§ WORK TO COMPLETE
Answer these questions using the text below on the migrants at the Belarusian-Polish border:
1. With whom did Horst Seehofer meet in Warsaw?
2. How many migrants did Lukashenko offer to try to return to their home countries?
3. What did the EU Commission say it was not aware of?

───── GIVEN TEXT ─────

Germany has clearly rejected reports of an allegedly planned admission of 2,000 migrants from the Belarusian-Polish border.

During a visit to Warsaw, Federal Interior Minister Horst Seehofer (CSU) made it clear that the Federal Government had not reached an agreement with Belarus. “This report is wrong,” said Seehofer after a meeting with Poland’s Interior Minister Mariusz Kaminski. Hybrid threat situations are always used to disseminate false information to the public.

Lukashenko causes confusion

Previously, statements by a spokeswoman for the Belarusian ruler Alexander Lukashenko had caused confusion. Lukashenko has called for Chancellor Angela Merkel (CDU) to negotiate a “humanitarian corridor” for 2000 migrants to the EU, said Natalja Eismont. In return, the ruler, often criticized as the “last dictator in Europe”, offered during one of the two phone calls to the Chancellor to try to return 5,000 migrants to their home countries.

Shortly afterwards, however, Berlin government circles said: “Germany has not agreed to this. It is a European problem that Germany is not tackling alone. ” In the evening, the EU Commission said in response to the question of whether talks were being held at European level about the division of 2,000 migrants: “The EU Commission is not aware that there are any discussions of this kind.”

───── DATA LINES ─────

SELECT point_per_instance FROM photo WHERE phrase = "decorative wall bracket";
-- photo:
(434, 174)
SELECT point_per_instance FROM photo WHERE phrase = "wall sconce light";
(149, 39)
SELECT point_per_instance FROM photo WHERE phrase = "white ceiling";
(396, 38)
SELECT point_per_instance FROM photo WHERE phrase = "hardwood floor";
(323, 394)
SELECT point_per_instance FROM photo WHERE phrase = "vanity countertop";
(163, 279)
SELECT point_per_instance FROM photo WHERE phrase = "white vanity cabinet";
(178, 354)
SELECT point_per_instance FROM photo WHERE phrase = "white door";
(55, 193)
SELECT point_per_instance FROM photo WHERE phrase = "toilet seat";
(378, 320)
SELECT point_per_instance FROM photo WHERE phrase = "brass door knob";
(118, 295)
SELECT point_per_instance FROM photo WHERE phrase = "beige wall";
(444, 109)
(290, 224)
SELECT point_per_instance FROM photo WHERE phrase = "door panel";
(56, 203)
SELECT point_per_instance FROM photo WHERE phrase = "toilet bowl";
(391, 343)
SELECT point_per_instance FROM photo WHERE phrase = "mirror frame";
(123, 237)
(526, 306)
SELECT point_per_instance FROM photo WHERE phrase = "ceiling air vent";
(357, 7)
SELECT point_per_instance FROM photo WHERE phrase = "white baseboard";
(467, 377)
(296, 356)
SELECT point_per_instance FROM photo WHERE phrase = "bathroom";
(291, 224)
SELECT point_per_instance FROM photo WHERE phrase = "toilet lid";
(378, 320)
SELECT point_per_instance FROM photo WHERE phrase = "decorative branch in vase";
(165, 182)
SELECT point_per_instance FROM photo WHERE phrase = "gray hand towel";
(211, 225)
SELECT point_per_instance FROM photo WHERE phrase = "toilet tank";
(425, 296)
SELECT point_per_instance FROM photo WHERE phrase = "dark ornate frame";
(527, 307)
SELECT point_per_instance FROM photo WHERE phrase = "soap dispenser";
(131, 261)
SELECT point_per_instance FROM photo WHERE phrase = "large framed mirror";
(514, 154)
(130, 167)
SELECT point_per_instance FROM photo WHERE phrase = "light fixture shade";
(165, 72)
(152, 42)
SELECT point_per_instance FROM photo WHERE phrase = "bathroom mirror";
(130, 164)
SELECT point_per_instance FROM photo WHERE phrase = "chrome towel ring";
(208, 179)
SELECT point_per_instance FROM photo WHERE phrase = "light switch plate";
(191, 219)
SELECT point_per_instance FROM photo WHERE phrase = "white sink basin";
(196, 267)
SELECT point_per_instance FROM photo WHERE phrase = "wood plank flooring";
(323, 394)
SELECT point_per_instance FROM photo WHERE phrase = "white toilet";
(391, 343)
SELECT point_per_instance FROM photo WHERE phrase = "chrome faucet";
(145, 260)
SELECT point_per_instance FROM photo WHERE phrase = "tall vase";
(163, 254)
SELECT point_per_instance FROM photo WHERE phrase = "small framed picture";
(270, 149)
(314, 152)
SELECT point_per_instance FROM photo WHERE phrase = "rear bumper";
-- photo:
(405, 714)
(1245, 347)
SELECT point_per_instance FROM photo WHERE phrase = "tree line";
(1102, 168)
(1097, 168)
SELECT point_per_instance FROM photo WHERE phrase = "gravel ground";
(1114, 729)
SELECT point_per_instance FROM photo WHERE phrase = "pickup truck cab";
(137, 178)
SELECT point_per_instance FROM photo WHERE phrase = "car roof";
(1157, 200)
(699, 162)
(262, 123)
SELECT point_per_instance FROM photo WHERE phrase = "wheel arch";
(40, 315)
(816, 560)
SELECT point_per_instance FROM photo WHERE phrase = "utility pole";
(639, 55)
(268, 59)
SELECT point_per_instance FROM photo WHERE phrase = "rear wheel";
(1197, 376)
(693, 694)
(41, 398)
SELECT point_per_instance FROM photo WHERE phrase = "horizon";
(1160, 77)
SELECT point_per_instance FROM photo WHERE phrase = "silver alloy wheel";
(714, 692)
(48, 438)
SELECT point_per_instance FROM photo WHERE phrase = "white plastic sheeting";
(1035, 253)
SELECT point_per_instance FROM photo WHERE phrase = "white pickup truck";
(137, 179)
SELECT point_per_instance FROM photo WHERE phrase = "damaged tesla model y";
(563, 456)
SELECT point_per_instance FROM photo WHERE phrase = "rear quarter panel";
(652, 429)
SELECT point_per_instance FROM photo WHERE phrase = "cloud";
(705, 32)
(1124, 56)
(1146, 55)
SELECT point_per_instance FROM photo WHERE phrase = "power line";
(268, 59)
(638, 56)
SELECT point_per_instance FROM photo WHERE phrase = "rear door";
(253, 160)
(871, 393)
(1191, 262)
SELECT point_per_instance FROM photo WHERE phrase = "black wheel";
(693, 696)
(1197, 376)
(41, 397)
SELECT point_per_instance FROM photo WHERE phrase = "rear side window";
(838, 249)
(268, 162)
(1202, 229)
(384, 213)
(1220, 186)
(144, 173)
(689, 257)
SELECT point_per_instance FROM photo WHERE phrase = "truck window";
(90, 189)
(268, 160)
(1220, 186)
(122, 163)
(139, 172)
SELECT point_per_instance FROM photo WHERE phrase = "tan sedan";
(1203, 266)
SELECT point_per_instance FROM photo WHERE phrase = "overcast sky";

─────

§ FULL OUTPUT
1. Poland's Interior Minister Mariusz Kaminski.
2. 5,000 migrants.
3. Any discussions at European level about the division of 2,000 migrants.